Point-per-instance localization data:
===============

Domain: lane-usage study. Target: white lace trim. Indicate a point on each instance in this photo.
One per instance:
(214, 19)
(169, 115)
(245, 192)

===============

- What you need to do
Write out the data above once more, exactly as it stands.

- Response to the exercise
Domain: lane-usage study. Target: white lace trim. Indicate a point on each instance in this photo.
One per instance:
(214, 19)
(169, 115)
(245, 192)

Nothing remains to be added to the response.